# Directions
Go through the listing below and show each line that has the word "green".
.....
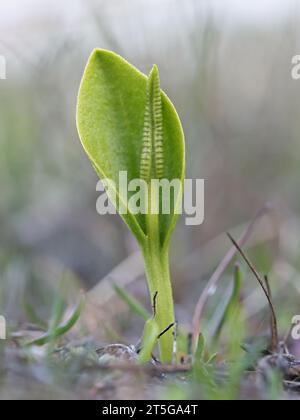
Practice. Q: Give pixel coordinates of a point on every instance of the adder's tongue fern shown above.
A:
(114, 98)
(152, 157)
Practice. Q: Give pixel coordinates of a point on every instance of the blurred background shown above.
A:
(226, 65)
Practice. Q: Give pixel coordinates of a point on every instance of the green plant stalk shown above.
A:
(157, 270)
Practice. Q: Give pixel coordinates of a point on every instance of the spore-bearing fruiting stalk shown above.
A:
(156, 258)
(126, 123)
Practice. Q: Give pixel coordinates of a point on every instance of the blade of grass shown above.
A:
(233, 303)
(134, 306)
(60, 330)
(217, 275)
(265, 290)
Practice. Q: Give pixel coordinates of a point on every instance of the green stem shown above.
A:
(158, 276)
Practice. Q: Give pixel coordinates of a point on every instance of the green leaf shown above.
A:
(116, 106)
(132, 303)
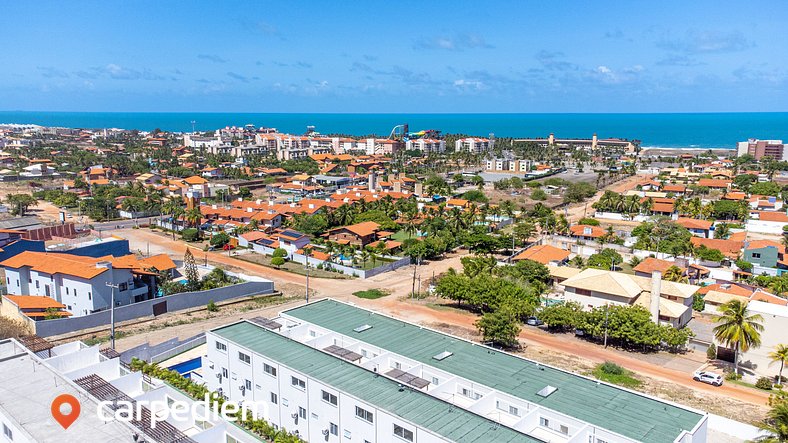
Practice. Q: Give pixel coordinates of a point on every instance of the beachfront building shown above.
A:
(508, 165)
(763, 148)
(426, 145)
(35, 372)
(83, 284)
(333, 372)
(474, 145)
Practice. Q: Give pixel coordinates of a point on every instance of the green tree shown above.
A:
(190, 271)
(499, 328)
(780, 354)
(738, 329)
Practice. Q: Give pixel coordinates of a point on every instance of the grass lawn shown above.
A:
(617, 376)
(371, 294)
(289, 266)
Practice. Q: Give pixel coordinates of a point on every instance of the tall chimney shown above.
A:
(372, 181)
(656, 290)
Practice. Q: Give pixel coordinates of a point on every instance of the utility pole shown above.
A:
(606, 307)
(112, 311)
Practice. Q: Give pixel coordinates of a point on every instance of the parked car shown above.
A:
(708, 377)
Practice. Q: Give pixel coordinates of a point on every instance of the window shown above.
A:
(364, 414)
(329, 398)
(403, 433)
(269, 369)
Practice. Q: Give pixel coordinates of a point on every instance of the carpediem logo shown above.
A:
(206, 409)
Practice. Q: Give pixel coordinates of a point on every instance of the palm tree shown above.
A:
(776, 424)
(722, 231)
(738, 329)
(675, 274)
(780, 354)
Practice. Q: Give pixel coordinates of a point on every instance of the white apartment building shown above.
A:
(80, 283)
(474, 145)
(426, 145)
(34, 376)
(334, 372)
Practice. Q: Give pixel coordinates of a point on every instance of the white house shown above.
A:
(80, 283)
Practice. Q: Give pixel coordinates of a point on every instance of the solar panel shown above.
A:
(546, 391)
(442, 355)
(266, 323)
(407, 378)
(345, 354)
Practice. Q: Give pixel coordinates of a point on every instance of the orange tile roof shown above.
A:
(579, 230)
(543, 254)
(694, 223)
(713, 183)
(732, 289)
(55, 263)
(773, 216)
(652, 264)
(34, 302)
(729, 248)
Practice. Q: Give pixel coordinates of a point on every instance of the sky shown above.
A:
(394, 56)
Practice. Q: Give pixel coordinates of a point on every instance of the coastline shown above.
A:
(672, 152)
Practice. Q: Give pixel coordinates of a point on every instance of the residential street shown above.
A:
(399, 283)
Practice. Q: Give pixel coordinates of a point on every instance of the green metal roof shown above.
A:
(627, 413)
(416, 407)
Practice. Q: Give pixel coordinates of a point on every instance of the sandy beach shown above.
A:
(672, 152)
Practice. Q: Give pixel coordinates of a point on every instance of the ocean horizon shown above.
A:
(655, 130)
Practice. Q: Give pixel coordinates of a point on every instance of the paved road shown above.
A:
(399, 283)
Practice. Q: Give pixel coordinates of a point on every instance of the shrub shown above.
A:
(220, 240)
(711, 352)
(277, 261)
(190, 234)
(538, 195)
(764, 383)
(212, 306)
(611, 368)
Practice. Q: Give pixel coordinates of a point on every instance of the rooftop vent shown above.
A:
(546, 391)
(362, 328)
(442, 355)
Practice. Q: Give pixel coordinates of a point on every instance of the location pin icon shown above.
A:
(66, 419)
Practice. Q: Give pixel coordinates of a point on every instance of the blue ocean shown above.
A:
(696, 130)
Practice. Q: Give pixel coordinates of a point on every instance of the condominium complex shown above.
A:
(426, 145)
(763, 148)
(507, 165)
(35, 372)
(333, 372)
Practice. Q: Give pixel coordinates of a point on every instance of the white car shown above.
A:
(708, 377)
.....
# Answer for this exercise
Practice. Q: Give pixel coordinates of a point on every instance of the green plant stalk shown above.
Practice. Q: Give pixel coordinates of a point on every instance of the green stem shown above.
Practice. Q: Give pixel coordinates of a point on every instance of the green leaf shown above.
Practice. Q: Give pixel coordinates of a point on every instance of the green tree shown above.
Practice. Q: Give pixel coordinates of a point on every instance of the green metal roof shown above.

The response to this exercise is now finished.